## [Work to complete]
Set all of the entries down again precisely as they are written.
***** Input material
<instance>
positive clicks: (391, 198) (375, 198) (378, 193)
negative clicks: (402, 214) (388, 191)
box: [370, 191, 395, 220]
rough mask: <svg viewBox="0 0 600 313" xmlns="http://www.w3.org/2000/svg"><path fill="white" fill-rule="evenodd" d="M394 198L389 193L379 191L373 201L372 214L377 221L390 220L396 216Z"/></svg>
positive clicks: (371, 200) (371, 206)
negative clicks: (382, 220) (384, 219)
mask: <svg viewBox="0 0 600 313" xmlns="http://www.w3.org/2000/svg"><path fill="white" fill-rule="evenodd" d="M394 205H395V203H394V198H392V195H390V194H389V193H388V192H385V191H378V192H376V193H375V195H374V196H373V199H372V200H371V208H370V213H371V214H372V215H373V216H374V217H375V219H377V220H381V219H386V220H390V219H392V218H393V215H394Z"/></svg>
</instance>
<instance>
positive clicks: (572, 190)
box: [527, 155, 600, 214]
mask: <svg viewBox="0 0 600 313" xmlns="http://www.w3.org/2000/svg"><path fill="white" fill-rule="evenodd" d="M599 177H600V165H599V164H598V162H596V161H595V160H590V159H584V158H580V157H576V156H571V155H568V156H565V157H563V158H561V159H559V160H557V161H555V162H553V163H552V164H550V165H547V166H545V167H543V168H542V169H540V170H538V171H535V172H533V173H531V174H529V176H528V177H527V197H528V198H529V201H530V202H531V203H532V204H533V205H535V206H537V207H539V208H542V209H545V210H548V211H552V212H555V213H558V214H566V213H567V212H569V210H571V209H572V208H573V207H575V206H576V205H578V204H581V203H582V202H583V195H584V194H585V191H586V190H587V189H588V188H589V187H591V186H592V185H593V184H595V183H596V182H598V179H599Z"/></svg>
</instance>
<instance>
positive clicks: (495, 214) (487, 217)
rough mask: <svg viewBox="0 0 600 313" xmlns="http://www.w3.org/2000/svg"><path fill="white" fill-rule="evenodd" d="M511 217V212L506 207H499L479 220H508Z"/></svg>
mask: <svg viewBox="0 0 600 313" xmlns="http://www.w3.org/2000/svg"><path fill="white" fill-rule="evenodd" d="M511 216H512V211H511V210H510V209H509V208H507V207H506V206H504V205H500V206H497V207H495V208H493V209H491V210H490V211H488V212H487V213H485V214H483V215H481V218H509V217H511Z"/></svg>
**********
## [Final answer]
<instance>
positive clicks: (391, 198) (375, 198) (378, 193)
negative clicks: (402, 214) (388, 191)
box: [370, 191, 395, 220]
rough mask: <svg viewBox="0 0 600 313" xmlns="http://www.w3.org/2000/svg"><path fill="white" fill-rule="evenodd" d="M394 198L389 193L379 191L373 201L372 214L377 221L390 220L396 216Z"/></svg>
positive clicks: (371, 200) (371, 206)
negative clicks: (382, 220) (384, 219)
mask: <svg viewBox="0 0 600 313" xmlns="http://www.w3.org/2000/svg"><path fill="white" fill-rule="evenodd" d="M394 205H395V203H394V198H392V195H390V194H389V193H388V192H385V191H378V192H376V193H375V195H374V196H373V199H372V200H371V208H370V213H371V214H372V215H373V216H374V217H375V219H377V220H381V219H386V220H390V219H392V218H393V215H394Z"/></svg>
</instance>
<instance>
positive clicks: (572, 190)
box: [527, 155, 600, 214]
mask: <svg viewBox="0 0 600 313" xmlns="http://www.w3.org/2000/svg"><path fill="white" fill-rule="evenodd" d="M599 177H600V165H599V164H598V162H596V161H595V160H590V159H584V158H580V157H576V156H571V155H568V156H565V157H563V158H561V159H559V160H557V161H555V162H553V163H552V164H550V165H547V166H545V167H543V168H542V169H540V170H538V171H535V172H533V173H531V174H529V176H528V177H527V197H528V198H529V201H530V202H531V203H532V204H533V205H535V206H537V207H539V208H542V209H545V210H548V211H552V212H555V213H558V214H566V213H567V212H569V210H571V209H572V208H573V207H575V206H576V205H578V204H581V203H582V202H583V195H584V194H585V191H586V190H587V189H588V188H589V187H591V186H592V185H593V184H595V183H596V182H598V179H599Z"/></svg>
</instance>
<instance>
positive clicks: (495, 214) (487, 217)
rough mask: <svg viewBox="0 0 600 313" xmlns="http://www.w3.org/2000/svg"><path fill="white" fill-rule="evenodd" d="M511 217V212L506 207H499L479 220H508Z"/></svg>
mask: <svg viewBox="0 0 600 313" xmlns="http://www.w3.org/2000/svg"><path fill="white" fill-rule="evenodd" d="M511 216H512V211H511V210H510V209H509V208H507V207H506V206H504V205H500V206H497V207H495V208H493V209H491V210H490V211H488V212H487V213H485V214H483V215H481V218H509V217H511Z"/></svg>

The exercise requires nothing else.